# Extracted records
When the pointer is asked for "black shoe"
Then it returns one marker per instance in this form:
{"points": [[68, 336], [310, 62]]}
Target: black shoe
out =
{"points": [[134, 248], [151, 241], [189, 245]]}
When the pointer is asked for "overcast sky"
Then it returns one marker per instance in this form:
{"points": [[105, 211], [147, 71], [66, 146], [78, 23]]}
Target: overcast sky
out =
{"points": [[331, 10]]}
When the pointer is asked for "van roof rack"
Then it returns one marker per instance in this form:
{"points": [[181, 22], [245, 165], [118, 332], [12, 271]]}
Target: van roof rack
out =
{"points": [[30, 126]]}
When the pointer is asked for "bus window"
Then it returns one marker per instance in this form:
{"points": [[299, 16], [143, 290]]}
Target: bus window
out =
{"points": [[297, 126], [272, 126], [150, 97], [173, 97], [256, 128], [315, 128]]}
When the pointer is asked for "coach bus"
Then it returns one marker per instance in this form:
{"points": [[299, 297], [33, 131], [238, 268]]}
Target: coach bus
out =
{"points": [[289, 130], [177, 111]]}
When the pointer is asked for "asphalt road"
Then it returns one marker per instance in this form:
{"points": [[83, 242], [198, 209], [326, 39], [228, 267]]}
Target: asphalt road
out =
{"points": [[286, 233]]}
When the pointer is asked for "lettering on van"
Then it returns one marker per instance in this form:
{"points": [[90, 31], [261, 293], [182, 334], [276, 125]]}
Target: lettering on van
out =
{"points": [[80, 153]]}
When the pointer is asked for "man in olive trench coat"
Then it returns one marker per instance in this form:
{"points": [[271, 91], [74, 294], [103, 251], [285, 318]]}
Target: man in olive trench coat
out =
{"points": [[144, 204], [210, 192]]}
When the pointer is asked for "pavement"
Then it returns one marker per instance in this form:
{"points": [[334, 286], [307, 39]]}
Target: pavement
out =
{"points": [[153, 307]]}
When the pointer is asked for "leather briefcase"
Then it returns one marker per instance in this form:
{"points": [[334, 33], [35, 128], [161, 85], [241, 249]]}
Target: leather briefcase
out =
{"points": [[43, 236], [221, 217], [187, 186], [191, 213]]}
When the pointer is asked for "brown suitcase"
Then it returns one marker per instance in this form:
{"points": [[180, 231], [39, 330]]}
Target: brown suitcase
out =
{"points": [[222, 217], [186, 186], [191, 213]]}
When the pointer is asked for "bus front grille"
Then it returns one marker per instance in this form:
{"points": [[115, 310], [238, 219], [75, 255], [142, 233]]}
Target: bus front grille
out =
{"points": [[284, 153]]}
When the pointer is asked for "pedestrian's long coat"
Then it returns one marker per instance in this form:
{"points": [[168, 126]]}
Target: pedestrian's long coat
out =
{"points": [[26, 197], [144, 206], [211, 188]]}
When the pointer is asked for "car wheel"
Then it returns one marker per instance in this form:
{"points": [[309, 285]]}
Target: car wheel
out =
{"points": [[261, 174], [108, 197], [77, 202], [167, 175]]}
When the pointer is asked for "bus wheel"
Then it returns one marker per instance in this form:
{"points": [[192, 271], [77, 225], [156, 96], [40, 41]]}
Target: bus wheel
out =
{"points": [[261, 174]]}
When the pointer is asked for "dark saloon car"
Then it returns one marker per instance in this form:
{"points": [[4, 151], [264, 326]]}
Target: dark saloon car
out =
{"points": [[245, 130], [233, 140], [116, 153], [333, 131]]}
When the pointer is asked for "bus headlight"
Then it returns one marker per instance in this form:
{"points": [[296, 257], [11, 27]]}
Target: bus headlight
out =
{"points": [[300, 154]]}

# Challenge
Extract every line of the data above that contains the word "asphalt", and copy each of those lines in full.

# Full response
When the pointer is asked for "asphalt road"
Target: asphalt road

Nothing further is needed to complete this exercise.